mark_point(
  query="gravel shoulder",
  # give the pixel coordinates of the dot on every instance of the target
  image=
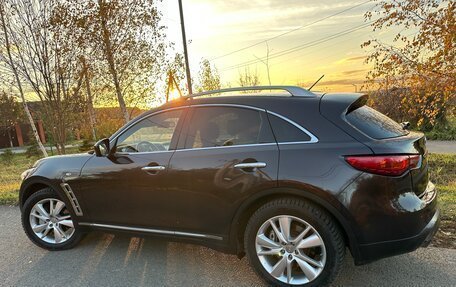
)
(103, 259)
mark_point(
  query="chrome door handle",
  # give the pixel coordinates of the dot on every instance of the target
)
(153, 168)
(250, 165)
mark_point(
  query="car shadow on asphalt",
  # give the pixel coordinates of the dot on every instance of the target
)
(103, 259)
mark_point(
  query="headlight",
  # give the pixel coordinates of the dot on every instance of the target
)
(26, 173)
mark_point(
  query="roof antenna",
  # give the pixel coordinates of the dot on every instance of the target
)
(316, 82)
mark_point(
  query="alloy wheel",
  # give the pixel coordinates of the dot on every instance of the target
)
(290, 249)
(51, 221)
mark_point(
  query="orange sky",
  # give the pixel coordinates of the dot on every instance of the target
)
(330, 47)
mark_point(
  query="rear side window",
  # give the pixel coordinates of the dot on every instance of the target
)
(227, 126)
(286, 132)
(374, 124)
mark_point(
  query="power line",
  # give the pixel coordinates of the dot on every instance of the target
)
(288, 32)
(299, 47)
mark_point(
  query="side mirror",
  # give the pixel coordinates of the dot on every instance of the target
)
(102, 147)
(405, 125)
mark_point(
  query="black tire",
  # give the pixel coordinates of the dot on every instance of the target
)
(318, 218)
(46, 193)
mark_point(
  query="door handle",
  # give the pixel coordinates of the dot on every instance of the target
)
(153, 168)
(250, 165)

--

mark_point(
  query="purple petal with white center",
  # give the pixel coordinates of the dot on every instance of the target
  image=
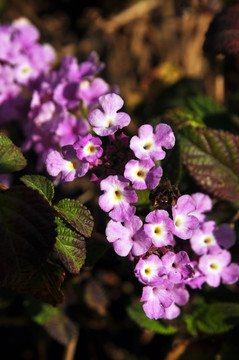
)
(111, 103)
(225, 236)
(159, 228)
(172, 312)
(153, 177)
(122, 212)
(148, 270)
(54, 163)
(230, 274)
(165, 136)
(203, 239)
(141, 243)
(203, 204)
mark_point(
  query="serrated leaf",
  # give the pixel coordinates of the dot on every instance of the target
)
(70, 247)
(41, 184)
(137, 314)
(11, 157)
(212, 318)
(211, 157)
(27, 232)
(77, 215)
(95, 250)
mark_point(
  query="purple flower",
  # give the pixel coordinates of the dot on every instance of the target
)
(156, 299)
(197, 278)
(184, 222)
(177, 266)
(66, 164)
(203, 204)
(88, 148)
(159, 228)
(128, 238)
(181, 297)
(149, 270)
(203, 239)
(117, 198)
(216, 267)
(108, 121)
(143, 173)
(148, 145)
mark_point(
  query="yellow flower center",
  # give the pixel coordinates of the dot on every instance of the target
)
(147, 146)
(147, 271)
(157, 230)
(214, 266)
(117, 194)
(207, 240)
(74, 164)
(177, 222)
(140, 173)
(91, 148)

* ABOUT THIS EXERCISE
The answer must consist of every line from the listing above that includes the word "door".

* ANSWER SPACE
  query="chrome door handle",
  query="door handle",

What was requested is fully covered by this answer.